Excerpted text:
———
The ConvLSTM is defined by the inputs, past states of its local neighbors and the potential state of a certain cell in the grid. Before implementing the convolution operation, padding is required to ensure that the states and the inputs have the same number of rows and columns.

For the ConvLSTM model, the patch size to 1 × 1 was set to represent each 32 × 32 frame by a 32 × 32 × 3 tensor. The ConvLSTM single layer network contained 64 hidden states and input-to-state for 64 input frames, with state-to-state kernels of size 3 × 3. The output from the ConvLSTM encoder was directed into a fully connected, binary classification head, which contained 256-unit and ReLU activations.

Training was implemented in TensorFlow. Additional implementation details include binary cross-entropy as a loss function and dropout to reduce overfitting. We used the Adam optimizer with beta_1 = 0.9, beta_2 = 0.999. The batch size was 64 and learning rate—− 0.001. Training was performed on a single 1080Ti GPU and took roughly 20 epochs to converge.

EEG data classification

In order to verify the validity of the proposed method, the EEG and the speckle pattern recordings were synchronized. To perform classification of the EEG signal, we used a CNN with three 1D-Conv layers with a ReLU activation function and a 1D-MaxPooling operation followed by two fully connected layers36. No further preprocessing was used prior to the EEG-based model.

Additional implementation details include binary cross-entropy used as a loss function and the Adam optimizer. Training was performed on a single 1080Ti GPU and took roughly 10 epochs to converge.

Comparison of the validation methods

Prior methods for analyzing speckle patterns required a single frame26 or the entire video frame-by-frame21, achieved by averaging the model predictions across all frames of the video and giving a threshold for attempting to pick the desired outcome. Prior classification techniques utilized a Convolutional Neural Network (CNN) to encode data from a single frame.
———
Information provided:
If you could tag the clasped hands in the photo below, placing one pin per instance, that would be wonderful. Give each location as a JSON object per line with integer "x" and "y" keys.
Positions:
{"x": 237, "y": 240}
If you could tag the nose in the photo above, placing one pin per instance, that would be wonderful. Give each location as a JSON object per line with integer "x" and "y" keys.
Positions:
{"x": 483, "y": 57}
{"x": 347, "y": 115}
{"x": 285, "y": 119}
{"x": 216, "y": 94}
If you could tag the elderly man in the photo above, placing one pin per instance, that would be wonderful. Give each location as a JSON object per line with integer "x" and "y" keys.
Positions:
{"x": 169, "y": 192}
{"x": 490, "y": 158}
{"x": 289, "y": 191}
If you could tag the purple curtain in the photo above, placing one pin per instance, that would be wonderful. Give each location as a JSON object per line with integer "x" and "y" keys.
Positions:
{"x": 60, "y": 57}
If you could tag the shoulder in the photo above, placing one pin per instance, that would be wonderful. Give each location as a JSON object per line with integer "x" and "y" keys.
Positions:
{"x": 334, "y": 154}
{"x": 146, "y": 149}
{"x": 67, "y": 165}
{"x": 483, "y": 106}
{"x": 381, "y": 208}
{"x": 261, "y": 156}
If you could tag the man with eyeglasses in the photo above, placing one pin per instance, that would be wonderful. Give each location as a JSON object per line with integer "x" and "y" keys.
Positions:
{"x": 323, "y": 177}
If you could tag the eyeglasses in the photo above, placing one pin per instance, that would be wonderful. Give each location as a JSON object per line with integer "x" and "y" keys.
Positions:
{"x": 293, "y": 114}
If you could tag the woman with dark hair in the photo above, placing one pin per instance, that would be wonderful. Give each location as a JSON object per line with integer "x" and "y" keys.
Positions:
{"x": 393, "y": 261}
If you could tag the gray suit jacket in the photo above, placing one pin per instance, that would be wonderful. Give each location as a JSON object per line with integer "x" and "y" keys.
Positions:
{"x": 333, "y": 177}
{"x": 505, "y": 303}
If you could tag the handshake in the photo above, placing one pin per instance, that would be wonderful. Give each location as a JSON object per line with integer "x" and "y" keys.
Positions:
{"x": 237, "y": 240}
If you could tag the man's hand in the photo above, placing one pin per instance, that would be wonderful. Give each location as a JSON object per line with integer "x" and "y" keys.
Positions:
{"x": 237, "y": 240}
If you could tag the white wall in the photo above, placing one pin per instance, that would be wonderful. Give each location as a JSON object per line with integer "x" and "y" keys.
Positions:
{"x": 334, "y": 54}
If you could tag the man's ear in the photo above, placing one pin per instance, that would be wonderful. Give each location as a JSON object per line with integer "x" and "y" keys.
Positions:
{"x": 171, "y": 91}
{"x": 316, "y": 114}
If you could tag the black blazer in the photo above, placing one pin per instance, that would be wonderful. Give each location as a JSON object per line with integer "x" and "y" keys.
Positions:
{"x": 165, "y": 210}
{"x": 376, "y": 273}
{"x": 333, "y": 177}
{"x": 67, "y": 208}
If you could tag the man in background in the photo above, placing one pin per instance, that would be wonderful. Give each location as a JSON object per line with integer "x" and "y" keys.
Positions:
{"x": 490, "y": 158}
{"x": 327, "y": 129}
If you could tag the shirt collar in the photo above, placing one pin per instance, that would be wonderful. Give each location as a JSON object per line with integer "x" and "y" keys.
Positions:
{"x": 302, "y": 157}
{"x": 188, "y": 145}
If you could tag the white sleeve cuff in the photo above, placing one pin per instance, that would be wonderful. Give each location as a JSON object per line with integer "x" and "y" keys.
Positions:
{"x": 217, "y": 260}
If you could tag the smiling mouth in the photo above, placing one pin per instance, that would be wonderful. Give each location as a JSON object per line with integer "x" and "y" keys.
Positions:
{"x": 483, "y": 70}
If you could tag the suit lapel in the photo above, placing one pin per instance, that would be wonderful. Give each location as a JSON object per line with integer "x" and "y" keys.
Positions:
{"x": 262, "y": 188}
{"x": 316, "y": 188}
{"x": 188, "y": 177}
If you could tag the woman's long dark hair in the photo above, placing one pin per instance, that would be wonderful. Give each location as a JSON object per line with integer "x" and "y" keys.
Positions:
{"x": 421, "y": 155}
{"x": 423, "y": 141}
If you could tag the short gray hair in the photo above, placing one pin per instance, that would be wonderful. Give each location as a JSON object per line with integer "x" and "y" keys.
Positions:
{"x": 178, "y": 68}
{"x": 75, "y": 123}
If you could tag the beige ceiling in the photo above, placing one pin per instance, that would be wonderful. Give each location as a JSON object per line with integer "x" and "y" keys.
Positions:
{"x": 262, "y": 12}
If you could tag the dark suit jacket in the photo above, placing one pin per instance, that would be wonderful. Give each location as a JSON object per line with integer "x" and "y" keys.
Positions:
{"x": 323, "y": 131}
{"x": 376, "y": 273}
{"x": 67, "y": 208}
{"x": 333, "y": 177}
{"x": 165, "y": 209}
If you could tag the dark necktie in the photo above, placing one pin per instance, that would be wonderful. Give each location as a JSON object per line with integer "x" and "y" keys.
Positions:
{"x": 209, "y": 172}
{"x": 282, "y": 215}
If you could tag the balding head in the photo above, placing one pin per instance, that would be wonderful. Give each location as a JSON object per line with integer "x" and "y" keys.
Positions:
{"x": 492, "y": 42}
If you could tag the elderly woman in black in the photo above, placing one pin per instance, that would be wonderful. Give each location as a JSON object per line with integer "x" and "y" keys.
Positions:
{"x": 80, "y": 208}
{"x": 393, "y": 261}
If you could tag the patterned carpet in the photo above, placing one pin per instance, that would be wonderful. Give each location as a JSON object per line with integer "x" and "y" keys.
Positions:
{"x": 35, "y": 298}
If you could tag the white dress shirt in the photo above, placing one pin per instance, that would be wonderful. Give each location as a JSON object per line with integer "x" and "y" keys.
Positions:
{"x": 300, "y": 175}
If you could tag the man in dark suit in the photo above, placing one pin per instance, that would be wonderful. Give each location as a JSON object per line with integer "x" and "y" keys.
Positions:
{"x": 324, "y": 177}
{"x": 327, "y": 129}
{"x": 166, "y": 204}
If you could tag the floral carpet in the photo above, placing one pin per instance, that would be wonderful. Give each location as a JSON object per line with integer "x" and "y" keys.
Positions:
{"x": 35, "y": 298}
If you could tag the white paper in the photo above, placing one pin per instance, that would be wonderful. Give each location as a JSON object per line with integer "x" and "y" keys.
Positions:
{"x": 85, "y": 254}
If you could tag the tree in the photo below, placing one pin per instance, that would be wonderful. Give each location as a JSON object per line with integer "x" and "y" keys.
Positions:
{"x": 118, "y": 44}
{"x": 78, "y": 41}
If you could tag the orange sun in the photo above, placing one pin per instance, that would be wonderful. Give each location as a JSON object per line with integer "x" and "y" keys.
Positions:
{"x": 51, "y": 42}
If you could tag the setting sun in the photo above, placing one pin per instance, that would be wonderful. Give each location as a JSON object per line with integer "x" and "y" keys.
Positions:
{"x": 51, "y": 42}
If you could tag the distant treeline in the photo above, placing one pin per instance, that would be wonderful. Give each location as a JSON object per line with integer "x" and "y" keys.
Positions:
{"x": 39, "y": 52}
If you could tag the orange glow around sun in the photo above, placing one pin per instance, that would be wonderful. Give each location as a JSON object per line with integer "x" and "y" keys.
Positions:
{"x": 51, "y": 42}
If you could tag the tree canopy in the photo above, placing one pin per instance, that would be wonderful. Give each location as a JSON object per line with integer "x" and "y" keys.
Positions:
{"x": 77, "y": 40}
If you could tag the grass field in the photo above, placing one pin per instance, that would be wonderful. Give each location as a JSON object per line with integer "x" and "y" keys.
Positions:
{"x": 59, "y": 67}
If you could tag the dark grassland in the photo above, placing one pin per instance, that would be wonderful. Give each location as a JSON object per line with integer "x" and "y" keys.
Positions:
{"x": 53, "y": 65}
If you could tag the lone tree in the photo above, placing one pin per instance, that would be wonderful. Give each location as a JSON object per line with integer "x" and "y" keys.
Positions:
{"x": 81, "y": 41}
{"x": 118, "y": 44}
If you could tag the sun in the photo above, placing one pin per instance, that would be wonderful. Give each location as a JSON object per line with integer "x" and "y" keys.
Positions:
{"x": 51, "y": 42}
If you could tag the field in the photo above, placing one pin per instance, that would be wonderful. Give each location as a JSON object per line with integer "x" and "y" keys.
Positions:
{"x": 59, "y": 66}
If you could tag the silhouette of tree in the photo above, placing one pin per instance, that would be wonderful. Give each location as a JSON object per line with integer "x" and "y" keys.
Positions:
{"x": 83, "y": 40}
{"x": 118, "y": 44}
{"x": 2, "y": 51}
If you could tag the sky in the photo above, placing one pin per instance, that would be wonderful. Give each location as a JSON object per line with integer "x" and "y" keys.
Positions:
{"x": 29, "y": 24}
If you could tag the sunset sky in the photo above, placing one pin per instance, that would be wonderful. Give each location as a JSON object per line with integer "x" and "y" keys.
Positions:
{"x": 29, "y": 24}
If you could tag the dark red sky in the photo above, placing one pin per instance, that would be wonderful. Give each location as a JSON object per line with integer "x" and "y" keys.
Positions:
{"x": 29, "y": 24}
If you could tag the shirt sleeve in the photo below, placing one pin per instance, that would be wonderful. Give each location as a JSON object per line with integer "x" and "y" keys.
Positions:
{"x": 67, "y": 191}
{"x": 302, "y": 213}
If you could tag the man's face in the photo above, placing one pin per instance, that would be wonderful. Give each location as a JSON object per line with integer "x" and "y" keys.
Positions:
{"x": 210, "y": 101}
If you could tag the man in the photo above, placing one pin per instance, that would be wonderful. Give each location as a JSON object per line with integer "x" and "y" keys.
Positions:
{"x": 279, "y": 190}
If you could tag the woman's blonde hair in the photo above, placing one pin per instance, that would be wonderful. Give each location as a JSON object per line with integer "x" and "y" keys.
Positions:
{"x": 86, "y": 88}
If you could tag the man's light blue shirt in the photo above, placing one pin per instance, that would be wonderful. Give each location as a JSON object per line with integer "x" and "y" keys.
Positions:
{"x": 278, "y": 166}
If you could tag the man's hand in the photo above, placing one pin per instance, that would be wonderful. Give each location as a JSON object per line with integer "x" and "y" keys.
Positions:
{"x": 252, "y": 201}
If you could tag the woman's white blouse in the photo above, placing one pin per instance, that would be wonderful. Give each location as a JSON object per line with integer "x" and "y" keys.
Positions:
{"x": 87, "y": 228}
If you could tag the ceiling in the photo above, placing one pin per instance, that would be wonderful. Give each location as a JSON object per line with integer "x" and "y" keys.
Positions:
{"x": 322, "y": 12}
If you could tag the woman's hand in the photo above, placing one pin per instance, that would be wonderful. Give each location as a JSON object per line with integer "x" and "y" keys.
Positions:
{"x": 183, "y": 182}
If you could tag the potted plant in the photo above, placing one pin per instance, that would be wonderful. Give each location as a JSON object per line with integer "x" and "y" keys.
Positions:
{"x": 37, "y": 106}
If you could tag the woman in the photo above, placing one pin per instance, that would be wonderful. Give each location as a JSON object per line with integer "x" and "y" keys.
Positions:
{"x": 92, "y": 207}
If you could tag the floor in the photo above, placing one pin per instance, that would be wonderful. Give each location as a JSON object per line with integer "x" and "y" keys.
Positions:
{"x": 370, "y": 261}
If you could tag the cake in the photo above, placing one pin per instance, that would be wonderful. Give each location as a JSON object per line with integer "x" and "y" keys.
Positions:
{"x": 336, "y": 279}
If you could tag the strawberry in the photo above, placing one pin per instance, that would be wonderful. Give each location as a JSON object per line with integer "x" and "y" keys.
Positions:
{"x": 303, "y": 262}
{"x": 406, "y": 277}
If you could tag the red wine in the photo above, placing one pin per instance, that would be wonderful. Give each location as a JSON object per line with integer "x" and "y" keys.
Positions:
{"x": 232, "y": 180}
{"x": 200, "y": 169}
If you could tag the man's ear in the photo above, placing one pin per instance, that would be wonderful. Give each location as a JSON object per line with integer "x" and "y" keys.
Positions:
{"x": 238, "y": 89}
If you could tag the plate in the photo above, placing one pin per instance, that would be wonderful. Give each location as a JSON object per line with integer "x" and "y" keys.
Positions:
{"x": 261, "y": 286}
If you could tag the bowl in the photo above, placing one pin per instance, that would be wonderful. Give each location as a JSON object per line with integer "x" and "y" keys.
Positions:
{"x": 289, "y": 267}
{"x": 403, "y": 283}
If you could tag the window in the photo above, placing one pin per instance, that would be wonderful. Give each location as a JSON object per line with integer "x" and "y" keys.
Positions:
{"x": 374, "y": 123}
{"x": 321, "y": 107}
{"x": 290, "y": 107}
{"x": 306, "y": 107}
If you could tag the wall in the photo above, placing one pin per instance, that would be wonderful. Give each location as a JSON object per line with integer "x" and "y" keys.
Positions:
———
Exercise directions: Retype the portion of the excerpt on the ConvLSTM and EEG classification methods from "Training was implemented" to "the EEG-based model.", character for character.

Response for this exercise:
Training was implemented in TensorFlow. Additional implementation details include binary cross-entropy as a loss function and dropout to reduce overfitting. We used the Adam optimizer with beta_1 = 0.9, beta_2 = 0.999. The batch size was 64 and learning rate—− 0.001. Training was performed on a single 1080Ti GPU and took roughly 20 epochs to converge.

EEG data classification

In order to verify the validity of the proposed method, the EEG and the speckle pattern recordings were synchronized. To perform classification of the EEG signal, we used a CNN with three 1D-Conv layers with a ReLU activation function and a 1D-MaxPooling operation followed by two fully connected layers36. No further preprocessing was used prior to the EEG-based model.